» PAGE:
====================

# Jak kdy, jak kdo, jak kde



## stelingo

The textbook I'm using introduces these 3 little phrases without explaining exactly what they mean or when it is appropriate to use them. From what I can understand you use them to deny a statement. Here are some examples from the book. How would you translate the replies?

Díváte se často na televizi? Jak kdy.  Do you watch TV often? Sometimes/not often/hardly ever (?)
Umí všichni Češi anglicky? Jak kdo.   Do all Czechs speak English? Not all of them.  (?)
Prodávají ve všech supermarketech knihy? Jak kde. Do they sell books in all supermarkets? Not all of them. (?)
Pijete kávu nebo čaj? Jak kdy. Do you drink coffee or tea? (?)


----------



## bibax

I should answer _"it depends"_ in English.

Little correction:

Um*ějí* všichni Češi anglicky?


----------



## Enquiring Mind

I agree with bibax: "it (all) depends" fits many of the contexts in which you'd meet this construction.  Similarly: "it varies".  You might, by the way, also see "jak co", and "jak ktery". 

   You asked what they mean, and for a translation of the replies. Literally (obviously): "how when?", "how who" etc., but (for learners of English) you can't translate it like that in English.

  Díváte se často na televizi? Jak kdy. Do you watch TV often?  It depends/it varies - sometimes (I watch it) more than others.

Umí všichni Češi anglicky? Jak kdo. Do all Czechs speak English?  It depends who they are - some do, some don't. 

Prodávají ve všech supermarketech knihy? Jak kde. Do they sell books in all supermarkets? It depends where you are - in some they do, in others they don't.

Pijete kávu nebo čaj? Jak kdy. Do you drink coffee or tea?  It depends on how I feel at the time, sometimes I might feel like coffee, at others times tea. 

Máte raději filmy s dabingem nebo s titulkami?  Jak co. Většinu filmů v originálním znění.   Do you prefer films dubbed or with subtitles?  It depends what it is.  (I prefer) most of them in the original.

====================

» DATA EXCERPTS:
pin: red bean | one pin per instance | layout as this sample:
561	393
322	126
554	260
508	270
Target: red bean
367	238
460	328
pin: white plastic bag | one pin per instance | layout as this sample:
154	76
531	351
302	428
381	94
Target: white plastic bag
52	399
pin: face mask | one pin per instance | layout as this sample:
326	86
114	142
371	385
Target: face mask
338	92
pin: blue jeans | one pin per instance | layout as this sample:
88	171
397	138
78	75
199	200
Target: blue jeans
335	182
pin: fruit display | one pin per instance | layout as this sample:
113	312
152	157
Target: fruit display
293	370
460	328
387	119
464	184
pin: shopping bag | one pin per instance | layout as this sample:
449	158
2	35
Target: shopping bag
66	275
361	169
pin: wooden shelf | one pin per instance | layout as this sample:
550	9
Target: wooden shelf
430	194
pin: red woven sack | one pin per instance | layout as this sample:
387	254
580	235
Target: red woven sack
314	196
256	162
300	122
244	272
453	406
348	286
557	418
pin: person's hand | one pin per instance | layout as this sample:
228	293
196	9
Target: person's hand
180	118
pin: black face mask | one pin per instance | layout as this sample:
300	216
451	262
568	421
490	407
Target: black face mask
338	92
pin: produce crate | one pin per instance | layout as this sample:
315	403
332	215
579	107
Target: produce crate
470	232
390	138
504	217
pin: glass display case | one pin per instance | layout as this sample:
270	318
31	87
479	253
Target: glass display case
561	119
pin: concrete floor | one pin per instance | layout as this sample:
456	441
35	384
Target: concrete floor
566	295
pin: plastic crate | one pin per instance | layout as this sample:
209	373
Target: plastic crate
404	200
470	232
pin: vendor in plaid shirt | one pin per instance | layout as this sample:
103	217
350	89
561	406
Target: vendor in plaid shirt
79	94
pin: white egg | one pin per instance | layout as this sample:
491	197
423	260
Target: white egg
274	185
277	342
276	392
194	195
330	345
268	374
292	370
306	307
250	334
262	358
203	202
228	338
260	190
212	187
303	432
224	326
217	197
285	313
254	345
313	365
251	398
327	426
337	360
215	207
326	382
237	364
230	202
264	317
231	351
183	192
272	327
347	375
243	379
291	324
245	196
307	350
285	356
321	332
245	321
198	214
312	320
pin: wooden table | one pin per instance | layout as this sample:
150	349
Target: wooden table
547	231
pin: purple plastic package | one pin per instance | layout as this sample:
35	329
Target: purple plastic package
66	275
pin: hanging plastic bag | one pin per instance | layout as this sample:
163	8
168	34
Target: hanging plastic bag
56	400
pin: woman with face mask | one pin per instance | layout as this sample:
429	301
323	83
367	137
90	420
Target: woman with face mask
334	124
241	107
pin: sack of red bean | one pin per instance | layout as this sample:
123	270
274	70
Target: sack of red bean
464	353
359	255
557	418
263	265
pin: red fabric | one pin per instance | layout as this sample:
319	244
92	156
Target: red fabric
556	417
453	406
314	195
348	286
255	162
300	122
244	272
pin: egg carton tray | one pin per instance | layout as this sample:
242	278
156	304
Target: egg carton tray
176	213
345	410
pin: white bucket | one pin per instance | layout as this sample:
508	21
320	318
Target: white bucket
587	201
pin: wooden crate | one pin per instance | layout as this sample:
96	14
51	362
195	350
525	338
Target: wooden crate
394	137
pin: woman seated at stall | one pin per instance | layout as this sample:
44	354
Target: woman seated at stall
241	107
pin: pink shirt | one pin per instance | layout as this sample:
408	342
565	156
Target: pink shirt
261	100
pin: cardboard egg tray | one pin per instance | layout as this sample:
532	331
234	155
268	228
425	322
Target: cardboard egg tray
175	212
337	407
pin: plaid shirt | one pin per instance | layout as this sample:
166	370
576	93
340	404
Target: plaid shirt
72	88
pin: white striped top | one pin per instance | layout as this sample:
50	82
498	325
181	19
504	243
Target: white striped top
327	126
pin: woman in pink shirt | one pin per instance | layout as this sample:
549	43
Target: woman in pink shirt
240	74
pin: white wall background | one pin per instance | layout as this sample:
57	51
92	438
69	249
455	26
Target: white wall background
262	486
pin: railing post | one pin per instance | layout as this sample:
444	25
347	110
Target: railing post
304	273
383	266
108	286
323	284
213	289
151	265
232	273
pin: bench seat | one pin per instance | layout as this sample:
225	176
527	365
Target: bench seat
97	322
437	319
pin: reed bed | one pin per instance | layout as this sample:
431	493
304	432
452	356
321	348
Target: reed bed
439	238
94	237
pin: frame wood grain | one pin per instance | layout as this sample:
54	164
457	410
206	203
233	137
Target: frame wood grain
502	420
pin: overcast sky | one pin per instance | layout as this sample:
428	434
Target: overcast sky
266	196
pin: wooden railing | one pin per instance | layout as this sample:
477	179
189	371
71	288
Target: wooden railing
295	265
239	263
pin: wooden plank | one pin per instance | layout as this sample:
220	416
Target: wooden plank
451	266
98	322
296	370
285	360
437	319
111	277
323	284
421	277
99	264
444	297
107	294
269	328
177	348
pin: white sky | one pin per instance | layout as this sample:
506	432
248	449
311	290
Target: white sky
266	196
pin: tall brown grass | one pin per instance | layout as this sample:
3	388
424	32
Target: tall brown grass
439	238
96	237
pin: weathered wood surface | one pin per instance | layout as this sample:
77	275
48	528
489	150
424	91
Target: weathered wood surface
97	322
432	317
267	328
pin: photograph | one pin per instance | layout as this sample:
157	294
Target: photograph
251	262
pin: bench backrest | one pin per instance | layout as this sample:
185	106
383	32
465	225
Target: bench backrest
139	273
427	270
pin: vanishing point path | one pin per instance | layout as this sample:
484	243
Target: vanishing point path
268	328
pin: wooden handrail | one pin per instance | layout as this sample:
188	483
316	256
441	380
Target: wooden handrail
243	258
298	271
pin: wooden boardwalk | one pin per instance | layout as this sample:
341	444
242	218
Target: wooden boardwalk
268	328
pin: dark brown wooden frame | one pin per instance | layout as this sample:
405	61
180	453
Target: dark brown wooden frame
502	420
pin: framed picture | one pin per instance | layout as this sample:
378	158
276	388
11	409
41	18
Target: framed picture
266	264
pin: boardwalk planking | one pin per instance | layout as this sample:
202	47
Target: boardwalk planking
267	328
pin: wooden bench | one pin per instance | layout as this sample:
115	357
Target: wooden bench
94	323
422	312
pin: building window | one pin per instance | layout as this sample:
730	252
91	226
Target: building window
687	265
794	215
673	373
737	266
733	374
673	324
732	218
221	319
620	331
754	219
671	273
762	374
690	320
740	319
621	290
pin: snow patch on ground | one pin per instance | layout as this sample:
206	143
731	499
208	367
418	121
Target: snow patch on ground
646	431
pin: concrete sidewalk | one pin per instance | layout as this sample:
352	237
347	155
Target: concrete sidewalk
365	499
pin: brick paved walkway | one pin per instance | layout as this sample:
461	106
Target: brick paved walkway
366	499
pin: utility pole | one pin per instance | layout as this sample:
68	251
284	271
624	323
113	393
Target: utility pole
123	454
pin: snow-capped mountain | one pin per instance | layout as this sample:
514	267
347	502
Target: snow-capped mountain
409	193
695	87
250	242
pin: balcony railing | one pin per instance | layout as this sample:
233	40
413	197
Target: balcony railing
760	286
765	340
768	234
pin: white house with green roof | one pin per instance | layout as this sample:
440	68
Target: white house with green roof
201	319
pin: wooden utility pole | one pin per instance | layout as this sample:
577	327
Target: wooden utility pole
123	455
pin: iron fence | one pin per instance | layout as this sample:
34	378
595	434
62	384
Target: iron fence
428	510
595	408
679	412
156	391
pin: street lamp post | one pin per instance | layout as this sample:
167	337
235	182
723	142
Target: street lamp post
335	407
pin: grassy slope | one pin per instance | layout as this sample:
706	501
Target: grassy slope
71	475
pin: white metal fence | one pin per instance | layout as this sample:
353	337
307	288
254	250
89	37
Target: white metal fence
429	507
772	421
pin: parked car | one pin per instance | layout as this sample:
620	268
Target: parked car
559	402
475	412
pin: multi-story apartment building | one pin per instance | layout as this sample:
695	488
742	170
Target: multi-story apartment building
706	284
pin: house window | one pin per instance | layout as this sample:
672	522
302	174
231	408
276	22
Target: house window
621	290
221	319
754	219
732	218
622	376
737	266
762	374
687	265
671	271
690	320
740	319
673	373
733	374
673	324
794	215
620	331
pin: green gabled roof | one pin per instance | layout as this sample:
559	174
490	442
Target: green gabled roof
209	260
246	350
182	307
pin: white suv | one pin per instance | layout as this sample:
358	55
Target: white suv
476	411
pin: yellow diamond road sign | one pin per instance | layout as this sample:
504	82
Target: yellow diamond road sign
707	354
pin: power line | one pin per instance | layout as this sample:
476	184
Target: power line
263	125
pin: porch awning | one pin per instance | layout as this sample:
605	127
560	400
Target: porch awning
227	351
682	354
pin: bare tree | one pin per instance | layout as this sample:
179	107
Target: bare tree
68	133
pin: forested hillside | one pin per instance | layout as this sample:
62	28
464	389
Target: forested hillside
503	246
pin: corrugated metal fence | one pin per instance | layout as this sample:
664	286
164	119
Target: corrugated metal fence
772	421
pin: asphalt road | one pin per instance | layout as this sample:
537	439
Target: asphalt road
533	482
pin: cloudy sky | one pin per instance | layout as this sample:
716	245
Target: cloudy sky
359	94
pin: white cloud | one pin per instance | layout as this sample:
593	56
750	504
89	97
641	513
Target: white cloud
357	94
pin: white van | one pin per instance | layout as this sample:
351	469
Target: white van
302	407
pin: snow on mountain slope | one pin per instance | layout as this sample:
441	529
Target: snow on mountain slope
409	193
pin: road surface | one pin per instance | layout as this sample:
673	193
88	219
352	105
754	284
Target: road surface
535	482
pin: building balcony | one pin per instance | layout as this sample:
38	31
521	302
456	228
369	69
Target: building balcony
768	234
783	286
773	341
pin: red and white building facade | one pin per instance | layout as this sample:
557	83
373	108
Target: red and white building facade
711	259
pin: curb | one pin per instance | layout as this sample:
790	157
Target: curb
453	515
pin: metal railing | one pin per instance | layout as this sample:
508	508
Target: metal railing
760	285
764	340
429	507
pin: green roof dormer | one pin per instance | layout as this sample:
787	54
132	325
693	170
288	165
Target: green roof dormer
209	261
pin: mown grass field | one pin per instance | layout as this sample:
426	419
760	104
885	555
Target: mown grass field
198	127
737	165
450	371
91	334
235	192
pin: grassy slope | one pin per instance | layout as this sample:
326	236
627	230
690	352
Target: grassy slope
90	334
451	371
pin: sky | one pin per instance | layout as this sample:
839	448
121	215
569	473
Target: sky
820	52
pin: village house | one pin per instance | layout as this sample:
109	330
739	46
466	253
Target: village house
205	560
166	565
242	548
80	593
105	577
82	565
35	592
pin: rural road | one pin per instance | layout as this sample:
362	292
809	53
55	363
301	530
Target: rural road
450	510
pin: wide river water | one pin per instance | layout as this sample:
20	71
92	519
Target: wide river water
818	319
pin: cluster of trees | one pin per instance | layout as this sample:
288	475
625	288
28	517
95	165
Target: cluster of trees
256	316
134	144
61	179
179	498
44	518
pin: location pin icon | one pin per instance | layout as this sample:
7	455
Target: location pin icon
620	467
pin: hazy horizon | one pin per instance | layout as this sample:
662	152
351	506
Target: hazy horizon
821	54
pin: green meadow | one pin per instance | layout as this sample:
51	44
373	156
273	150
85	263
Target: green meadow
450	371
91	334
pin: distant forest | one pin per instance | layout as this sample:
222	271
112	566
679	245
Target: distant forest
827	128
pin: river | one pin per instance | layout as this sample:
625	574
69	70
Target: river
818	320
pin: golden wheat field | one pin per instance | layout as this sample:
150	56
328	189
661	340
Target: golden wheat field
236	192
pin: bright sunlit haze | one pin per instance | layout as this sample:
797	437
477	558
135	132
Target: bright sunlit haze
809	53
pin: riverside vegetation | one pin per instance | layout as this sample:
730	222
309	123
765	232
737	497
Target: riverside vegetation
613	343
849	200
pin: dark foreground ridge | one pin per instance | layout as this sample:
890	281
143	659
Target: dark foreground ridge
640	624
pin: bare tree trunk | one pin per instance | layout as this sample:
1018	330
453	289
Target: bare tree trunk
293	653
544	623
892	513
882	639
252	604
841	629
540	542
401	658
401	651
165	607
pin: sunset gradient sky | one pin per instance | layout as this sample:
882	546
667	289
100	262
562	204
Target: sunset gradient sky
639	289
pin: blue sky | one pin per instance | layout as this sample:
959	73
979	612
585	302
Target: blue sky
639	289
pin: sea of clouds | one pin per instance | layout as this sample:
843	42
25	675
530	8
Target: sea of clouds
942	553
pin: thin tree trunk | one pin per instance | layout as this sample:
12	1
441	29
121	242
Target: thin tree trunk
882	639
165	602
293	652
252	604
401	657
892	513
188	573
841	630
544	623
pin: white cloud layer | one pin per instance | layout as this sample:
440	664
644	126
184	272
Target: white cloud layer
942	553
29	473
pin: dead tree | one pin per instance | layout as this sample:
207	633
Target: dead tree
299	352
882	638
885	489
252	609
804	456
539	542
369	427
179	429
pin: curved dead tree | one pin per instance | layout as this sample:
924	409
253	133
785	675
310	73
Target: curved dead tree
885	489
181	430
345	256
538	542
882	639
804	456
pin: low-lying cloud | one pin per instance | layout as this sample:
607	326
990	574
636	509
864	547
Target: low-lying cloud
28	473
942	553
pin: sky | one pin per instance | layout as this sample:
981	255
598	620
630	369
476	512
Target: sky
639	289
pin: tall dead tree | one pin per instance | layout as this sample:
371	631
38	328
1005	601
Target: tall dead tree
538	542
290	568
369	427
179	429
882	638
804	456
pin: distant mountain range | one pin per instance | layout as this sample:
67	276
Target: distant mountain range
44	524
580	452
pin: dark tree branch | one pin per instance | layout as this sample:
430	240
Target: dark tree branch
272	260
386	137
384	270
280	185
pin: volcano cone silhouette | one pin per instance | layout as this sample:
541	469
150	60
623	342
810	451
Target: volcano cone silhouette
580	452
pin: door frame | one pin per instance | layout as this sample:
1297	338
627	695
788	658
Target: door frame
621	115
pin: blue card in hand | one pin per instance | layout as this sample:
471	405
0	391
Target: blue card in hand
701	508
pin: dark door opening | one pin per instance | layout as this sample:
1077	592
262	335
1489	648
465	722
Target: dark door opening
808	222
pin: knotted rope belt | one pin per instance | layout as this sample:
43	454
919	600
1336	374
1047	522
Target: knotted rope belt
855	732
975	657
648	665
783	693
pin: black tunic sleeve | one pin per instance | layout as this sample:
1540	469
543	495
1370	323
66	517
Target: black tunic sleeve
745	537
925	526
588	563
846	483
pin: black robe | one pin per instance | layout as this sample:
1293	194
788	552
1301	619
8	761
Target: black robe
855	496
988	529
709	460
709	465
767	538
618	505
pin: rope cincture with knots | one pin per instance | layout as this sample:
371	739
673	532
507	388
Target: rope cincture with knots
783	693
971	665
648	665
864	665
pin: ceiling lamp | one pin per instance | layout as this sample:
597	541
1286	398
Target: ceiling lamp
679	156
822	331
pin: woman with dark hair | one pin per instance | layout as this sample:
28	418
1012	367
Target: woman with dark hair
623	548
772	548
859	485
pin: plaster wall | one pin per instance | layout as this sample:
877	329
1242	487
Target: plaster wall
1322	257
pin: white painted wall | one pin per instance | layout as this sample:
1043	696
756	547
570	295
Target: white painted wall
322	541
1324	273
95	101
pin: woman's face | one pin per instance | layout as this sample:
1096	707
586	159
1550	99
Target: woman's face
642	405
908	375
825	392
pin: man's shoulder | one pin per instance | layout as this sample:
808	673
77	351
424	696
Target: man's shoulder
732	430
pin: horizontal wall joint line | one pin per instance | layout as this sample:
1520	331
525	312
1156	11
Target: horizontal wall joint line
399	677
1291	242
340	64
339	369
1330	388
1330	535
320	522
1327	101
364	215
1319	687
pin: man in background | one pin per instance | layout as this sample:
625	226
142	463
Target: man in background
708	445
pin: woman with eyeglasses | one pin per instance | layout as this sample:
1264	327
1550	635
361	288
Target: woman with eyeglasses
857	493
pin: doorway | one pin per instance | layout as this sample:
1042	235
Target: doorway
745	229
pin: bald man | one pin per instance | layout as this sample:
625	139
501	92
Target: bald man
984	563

====================

» EXERCISE REQUIREMENTS:
A) Repeat from the forum thread the part that opens with the words containing "## stelingo" and closes with "or tea? (?)".
B) Decide whether each statement agrees with the forum thread. Answer yes or no and quote the deciding words.
(i) The textbook explains when it is appropriate to use the three phrases.
(ii) Enquiring Mind says a literal translation works in English.
(iii) In the example about films, the reply says most films are preferred dubbed.
C) According to the forum thread, which other form besides "jak co" might a learner also see?
The records are separate material from the forum thread.

» SOLVED TASKS:
A)
## stelingo

The textbook I'm using introduces these 3 little phrases without explaining exactly what they mean or when it is appropriate to use them. From what I can understand you use them to deny a statement. Here are some examples from the book. How would you translate the replies?

Díváte se často na televizi? Jak kdy.  Do you watch TV often? Sometimes/not often/hardly ever (?)
Umí všichni Češi anglicky? Jak kdo.   Do all Czechs speak English? Not all of them.  (?)
Prodávají ve všech supermarketech knihy? Jak kde. Do they sell books in all supermarkets? Not all of them. (?)
Pijete kávu nebo čaj? Jak kdy. Do you drink coffee or tea? (?)

B)
(i) No: "introduces these 3 little phrases without explaining exactly what they mean or when it is appropriate to use them"
(ii) No: "you can't translate it like that in English"
(iii) No: "(I prefer) most of them in the original."

C) "jak ktery"